- **GIVEN ENTRIES**:
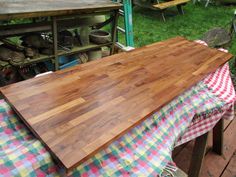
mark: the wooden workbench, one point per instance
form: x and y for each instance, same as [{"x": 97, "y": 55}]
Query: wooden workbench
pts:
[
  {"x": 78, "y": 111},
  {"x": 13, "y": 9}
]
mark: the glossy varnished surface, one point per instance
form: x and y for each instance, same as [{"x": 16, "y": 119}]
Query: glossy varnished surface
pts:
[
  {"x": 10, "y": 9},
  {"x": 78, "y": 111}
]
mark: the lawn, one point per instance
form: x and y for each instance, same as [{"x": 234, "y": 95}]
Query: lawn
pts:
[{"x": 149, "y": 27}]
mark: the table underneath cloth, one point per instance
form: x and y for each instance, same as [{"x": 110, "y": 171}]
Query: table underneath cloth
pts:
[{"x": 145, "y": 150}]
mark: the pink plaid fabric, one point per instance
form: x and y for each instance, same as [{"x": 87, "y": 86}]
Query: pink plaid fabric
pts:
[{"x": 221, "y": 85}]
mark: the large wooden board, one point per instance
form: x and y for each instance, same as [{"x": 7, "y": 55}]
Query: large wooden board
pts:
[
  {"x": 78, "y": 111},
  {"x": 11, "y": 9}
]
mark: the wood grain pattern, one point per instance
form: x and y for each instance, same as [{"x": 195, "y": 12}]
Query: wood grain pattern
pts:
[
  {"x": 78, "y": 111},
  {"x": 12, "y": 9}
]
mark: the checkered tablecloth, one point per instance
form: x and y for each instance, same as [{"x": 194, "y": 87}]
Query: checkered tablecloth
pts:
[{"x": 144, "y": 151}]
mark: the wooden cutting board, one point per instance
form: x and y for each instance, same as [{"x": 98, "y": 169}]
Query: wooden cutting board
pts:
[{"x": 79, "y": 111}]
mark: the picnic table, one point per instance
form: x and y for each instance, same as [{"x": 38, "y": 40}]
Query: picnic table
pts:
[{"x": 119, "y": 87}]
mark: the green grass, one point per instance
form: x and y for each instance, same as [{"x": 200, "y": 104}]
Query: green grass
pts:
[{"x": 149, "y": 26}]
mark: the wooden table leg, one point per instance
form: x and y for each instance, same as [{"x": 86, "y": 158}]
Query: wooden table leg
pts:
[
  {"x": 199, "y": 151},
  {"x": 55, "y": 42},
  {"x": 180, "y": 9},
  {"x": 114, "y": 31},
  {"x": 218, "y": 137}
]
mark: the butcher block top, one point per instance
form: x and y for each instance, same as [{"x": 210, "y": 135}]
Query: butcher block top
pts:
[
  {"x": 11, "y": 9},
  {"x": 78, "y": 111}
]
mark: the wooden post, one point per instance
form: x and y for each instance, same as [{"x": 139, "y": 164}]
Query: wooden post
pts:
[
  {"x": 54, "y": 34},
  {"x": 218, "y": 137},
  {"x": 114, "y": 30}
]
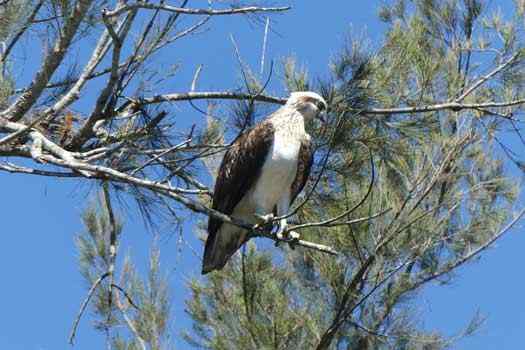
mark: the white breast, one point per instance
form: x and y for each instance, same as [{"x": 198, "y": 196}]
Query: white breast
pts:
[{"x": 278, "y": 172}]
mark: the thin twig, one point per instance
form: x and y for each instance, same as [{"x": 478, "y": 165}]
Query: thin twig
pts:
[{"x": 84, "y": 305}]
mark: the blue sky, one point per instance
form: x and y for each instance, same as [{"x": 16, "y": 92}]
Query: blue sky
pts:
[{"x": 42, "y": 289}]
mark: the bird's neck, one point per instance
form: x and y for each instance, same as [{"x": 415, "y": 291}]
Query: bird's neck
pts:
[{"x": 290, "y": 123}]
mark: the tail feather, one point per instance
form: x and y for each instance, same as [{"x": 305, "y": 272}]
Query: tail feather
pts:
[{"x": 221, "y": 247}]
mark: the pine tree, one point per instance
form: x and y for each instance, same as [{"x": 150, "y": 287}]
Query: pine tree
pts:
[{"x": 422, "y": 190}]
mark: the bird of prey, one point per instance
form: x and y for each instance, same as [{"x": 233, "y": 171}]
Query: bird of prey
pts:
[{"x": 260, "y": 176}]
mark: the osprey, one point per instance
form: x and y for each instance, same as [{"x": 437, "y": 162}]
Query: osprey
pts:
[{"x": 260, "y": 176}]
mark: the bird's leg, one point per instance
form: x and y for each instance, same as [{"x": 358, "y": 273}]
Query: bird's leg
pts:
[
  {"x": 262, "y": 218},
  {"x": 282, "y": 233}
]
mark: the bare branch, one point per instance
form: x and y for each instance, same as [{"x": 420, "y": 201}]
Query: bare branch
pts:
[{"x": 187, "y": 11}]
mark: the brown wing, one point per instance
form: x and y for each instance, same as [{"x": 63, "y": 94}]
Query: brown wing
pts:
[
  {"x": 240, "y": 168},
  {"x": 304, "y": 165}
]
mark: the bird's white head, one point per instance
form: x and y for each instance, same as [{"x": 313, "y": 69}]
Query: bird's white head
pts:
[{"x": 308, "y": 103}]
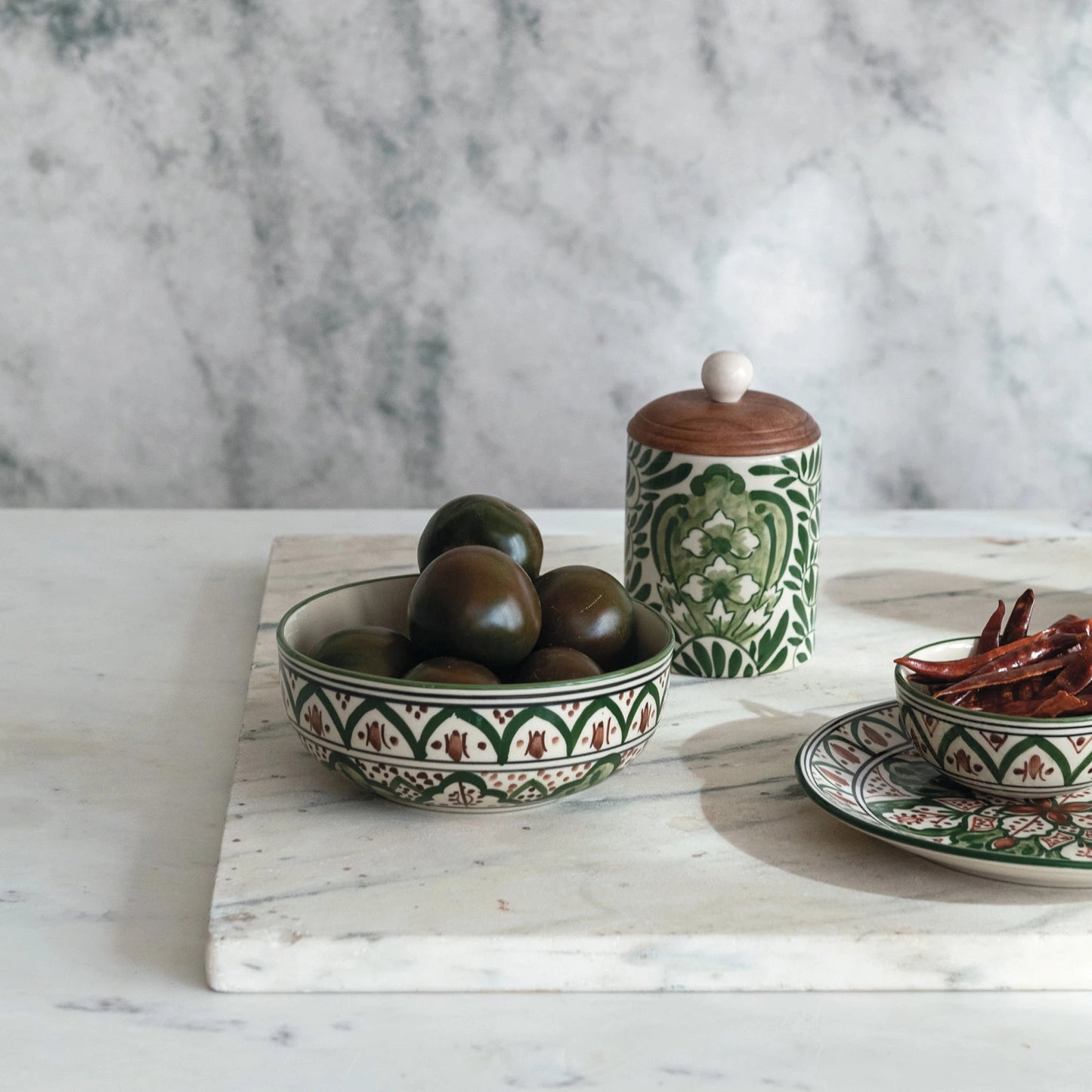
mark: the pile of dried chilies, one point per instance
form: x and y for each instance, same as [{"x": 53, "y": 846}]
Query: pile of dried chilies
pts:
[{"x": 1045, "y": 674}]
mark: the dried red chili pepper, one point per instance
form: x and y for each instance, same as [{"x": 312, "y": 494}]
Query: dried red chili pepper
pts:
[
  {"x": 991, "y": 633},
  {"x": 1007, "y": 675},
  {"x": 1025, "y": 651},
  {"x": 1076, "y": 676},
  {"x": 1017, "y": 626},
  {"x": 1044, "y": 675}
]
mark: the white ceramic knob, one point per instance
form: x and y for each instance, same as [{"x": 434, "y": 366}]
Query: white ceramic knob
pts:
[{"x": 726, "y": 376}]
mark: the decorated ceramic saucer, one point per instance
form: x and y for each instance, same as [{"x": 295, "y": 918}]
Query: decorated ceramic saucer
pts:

- **WHAT TO PRODUCE**: Return each entry exactly as it appears above, but exclude the pictures.

- **WRITTEN SOLUTION**:
mark: the wooden workbench, one point per instance
form: x and y for each instance, same as [{"x": 97, "y": 55}]
Query: wooden workbench
pts:
[
  {"x": 78, "y": 111},
  {"x": 13, "y": 9}
]
mark: the glossy varnished surface, one point per instance
form: x and y for each instance, same as [{"x": 16, "y": 119}]
Query: glossy varnished surface
pts:
[
  {"x": 10, "y": 9},
  {"x": 78, "y": 111}
]
mark: the lawn, one point per instance
form: x and y for each instance, same as [{"x": 234, "y": 95}]
Query: lawn
pts:
[{"x": 149, "y": 27}]
mark: the table underneath cloth, one point per instance
form: x and y for each instance, same as [{"x": 110, "y": 171}]
Query: table underneath cloth
pts:
[{"x": 145, "y": 150}]
mark: the pink plaid fabric, one point per instance
form: x and y for each instance, same as [{"x": 87, "y": 86}]
Query: pink plaid fabric
pts:
[{"x": 221, "y": 85}]
mark: the large wooden board, one point per instance
form: x and y for each instance, same as [{"x": 7, "y": 55}]
Query: large wooden board
pts:
[
  {"x": 78, "y": 111},
  {"x": 11, "y": 9}
]
mark: the wood grain pattern, one point per instance
form: x and y for each instance, same as [{"x": 195, "y": 12}]
Query: wood grain pattern
pts:
[
  {"x": 78, "y": 111},
  {"x": 12, "y": 9}
]
mark: the checkered tablecloth, one point per instance
form: x and y for each instance, same as [{"x": 194, "y": 87}]
Query: checkered tablecloth
pts:
[{"x": 144, "y": 151}]
mark: the wooden cutting board, one point per instance
form: x and y for each instance, same as [{"x": 98, "y": 169}]
Query: wooden cutting board
pts:
[{"x": 79, "y": 111}]
mark: the picnic table, one point per instance
form: x and y for each instance, same as [{"x": 38, "y": 40}]
Query: picnic table
pts:
[{"x": 119, "y": 87}]
mark: the green grass, one point per instance
form: x and y for each instance, same as [{"x": 200, "y": 104}]
Query: green grass
pts:
[{"x": 149, "y": 26}]
mark: the wooden table leg, one point per instance
form: x and y for each instance, same as [{"x": 86, "y": 158}]
Query: wooden table leg
pts:
[
  {"x": 199, "y": 151},
  {"x": 55, "y": 42},
  {"x": 180, "y": 9},
  {"x": 114, "y": 31},
  {"x": 218, "y": 137}
]
mark: the butcher block top, one point per instance
form: x and y for each instance, same as [{"x": 210, "y": 135}]
Query: butcher block top
pts:
[
  {"x": 11, "y": 9},
  {"x": 78, "y": 111}
]
mark: the wooden post, one point per instance
form: x and y for each instance, same as [{"x": 139, "y": 164}]
Query: wooden post
pts:
[
  {"x": 54, "y": 34},
  {"x": 218, "y": 137},
  {"x": 114, "y": 30}
]
mark: the white breast, one point per instance
form: x and y for each instance, same as [{"x": 198, "y": 196}]
Query: white breast
pts:
[{"x": 278, "y": 172}]
mark: the thin twig, one point per instance
form: x and y for each instance, same as [{"x": 478, "y": 165}]
Query: thin twig
pts:
[{"x": 84, "y": 305}]
mark: the blue sky, one point per instance
form: x and y for each instance, same as [{"x": 16, "y": 92}]
Query: blue sky
pts:
[{"x": 42, "y": 289}]
mark: the bird's neck, one point per instance
form: x and y for each instance, same as [{"x": 415, "y": 291}]
Query: bird's neck
pts:
[{"x": 290, "y": 123}]
mark: the tail feather, one point per instance
form: x and y for each instance, same as [{"x": 305, "y": 272}]
Query: tail feather
pts:
[{"x": 221, "y": 247}]
mark: the pine tree, one point per instance
form: x and y for each instance, same as [{"x": 150, "y": 287}]
Query: pine tree
pts:
[{"x": 422, "y": 190}]
mark: the bird of prey, one point per instance
form: x and y for each instance, same as [{"x": 233, "y": 171}]
Query: bird of prey
pts:
[{"x": 260, "y": 176}]
mark: the osprey, one point per instance
form: x and y for each instance, same as [{"x": 437, "y": 162}]
Query: osprey
pts:
[{"x": 260, "y": 176}]
mark: the bird's leg, one point per instance
form: x and y for each instance, same as [{"x": 358, "y": 273}]
Query: bird's leg
pts:
[
  {"x": 262, "y": 218},
  {"x": 282, "y": 233}
]
mark: the bare branch, one point per instance
form: x and y for each instance, same as [{"x": 420, "y": 201}]
Query: bare branch
pts:
[{"x": 187, "y": 11}]
mark: the brown wing, one point per instance
form: x and y for each instance, same as [{"x": 63, "y": 94}]
Query: brown wing
pts:
[
  {"x": 240, "y": 168},
  {"x": 304, "y": 165}
]
mark: the bird's white head, one point per instance
form: x and y for each instance, same as [{"x": 313, "y": 69}]
Query: bird's white head
pts:
[{"x": 308, "y": 103}]
mark: the pile of dried chilies, one point per instance
form: x and y for each instance, same as [{"x": 53, "y": 846}]
Query: pile of dried chilies
pts:
[{"x": 1045, "y": 674}]
mark: the dried red chili pepper, one point per instance
form: x and y for each instance, same as [{"x": 312, "y": 494}]
Query: dried red chili pepper
pts:
[
  {"x": 991, "y": 633},
  {"x": 1007, "y": 675},
  {"x": 1025, "y": 651},
  {"x": 1076, "y": 676},
  {"x": 1017, "y": 626},
  {"x": 1044, "y": 675}
]
mark: the white ceramic knob, one point per instance
form: x and y for each instance, same as [{"x": 434, "y": 366}]
Query: white ceramic knob
pts:
[{"x": 726, "y": 376}]
mark: the decorated ceramic saucer, one point per instance
form: x and y for each instance, same as [{"x": 295, "y": 918}]
Query: decorated ceramic saucer
pts:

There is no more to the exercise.